(Collected data)
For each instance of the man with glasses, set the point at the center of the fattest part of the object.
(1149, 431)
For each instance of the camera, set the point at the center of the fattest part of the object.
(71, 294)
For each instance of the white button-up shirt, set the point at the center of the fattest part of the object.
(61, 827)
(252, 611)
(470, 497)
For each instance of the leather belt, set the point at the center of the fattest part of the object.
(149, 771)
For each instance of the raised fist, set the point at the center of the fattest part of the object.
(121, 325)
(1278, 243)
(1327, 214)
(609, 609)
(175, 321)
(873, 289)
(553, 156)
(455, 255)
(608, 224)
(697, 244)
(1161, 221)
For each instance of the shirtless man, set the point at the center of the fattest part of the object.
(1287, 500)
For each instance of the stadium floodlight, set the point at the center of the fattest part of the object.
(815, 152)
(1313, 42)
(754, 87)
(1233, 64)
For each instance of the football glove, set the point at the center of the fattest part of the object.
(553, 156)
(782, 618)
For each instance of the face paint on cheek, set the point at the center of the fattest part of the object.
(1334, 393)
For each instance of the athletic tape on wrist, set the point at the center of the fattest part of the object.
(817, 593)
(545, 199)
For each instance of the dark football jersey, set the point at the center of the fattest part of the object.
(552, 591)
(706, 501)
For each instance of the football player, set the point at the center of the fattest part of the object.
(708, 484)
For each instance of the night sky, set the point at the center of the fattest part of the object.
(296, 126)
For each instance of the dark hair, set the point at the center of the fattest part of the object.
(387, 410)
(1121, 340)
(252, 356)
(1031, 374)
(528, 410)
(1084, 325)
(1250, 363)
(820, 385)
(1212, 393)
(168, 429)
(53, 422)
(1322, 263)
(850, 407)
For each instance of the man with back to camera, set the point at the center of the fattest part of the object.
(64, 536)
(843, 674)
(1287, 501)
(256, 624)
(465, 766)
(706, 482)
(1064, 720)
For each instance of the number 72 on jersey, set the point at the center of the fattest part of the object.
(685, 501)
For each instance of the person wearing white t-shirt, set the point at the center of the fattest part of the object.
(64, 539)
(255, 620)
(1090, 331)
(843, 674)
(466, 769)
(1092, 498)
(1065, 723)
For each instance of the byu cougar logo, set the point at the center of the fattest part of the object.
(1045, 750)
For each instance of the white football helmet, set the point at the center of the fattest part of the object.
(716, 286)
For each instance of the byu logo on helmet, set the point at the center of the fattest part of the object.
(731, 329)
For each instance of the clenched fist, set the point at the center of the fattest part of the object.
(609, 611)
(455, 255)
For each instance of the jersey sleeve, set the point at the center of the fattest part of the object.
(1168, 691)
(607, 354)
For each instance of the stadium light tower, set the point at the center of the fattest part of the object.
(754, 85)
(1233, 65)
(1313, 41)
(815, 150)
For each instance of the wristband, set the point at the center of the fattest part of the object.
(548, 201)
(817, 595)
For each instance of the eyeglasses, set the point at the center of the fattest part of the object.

» Required work
Reproduce every item in full, switching each occurrence of "fattest part" to "widest part" and leaving everything else unchanged.

» Result of this task
For each instance of the man with glasses, set the point at the center of the widest part of the object.
(1149, 431)
For each instance of the camera, set the point at the center of the widest part of the object.
(71, 294)
For each instance of the white button-up shirt, set the point at the center of the widest part of the object.
(61, 827)
(252, 611)
(470, 497)
For each instance of the leather belt, set the point at the center of the widest part of the object.
(149, 771)
For each instance of the raised fist, set the point at the center of the widest part of the object.
(121, 325)
(1278, 243)
(1327, 214)
(609, 609)
(175, 321)
(873, 289)
(553, 156)
(455, 255)
(608, 224)
(697, 244)
(1161, 221)
For each instance of the shirtless man, set the point at the center of the widest part of the object.
(1287, 500)
For each instance of the stadium floodlight, set the point at the center of the widest part of the object.
(815, 152)
(1313, 42)
(754, 87)
(1233, 64)
For each instance of the football glove, set the point at the center of the widest part of the object.
(553, 156)
(782, 618)
For each instance of the face paint on cheek, set the point at the center of the widest part of the object.
(1334, 393)
For each instance of the athletic tape on wrist, set the point at the center of the widest part of the object.
(817, 593)
(545, 199)
For each instance of the dark football jersey, set the point at the center of the widest part of the object.
(552, 591)
(706, 501)
For each instance of the football player, set the point at the center of the widest part of the object.
(708, 484)
For each instance of the night sky, set the point at the center of the widest part of the object.
(296, 126)
For each instance of the dark hair, set the point at the center of the widest part of the object.
(387, 410)
(1121, 340)
(252, 356)
(1031, 374)
(528, 410)
(1084, 325)
(1250, 363)
(820, 385)
(1212, 393)
(168, 429)
(53, 422)
(1322, 263)
(850, 407)
For each instance of the man with back to camera, set the point at the center of the widest part of the object.
(64, 536)
(843, 674)
(1287, 501)
(256, 624)
(465, 766)
(706, 482)
(1064, 720)
For each instance of the number 72 on jersey, set the point at the center of the widest part of the object.
(685, 501)
For each instance of the person wearing white t-shirt, set the point at the center of the widest part of the object.
(64, 539)
(255, 620)
(1090, 331)
(843, 674)
(466, 769)
(1092, 498)
(1065, 723)
For each instance of the byu cougar logo, set the point at the center of the widest part of the object.
(1045, 750)
For each instance of the white football helmet, set the point at the center of the widest part of the object.
(716, 286)
For each instance of the byu logo on helmet, set the point at the center of the widest part of the object.
(731, 329)
For each instance of the clenched fist, set the point at the center of the widest part of the object.
(609, 611)
(455, 255)
For each instance of the jersey sleeve, set the point at the center of the widest part of the object.
(1168, 691)
(607, 354)
For each instance of the stadium light tower, set the point at the center of the widest part of the object.
(754, 85)
(1233, 65)
(1313, 41)
(815, 150)
For each instance of the wristband, set the point at the center of the widest part of the object.
(548, 201)
(817, 595)
For each instance of the eyeglasses, set the point at the center of the widest part of the object.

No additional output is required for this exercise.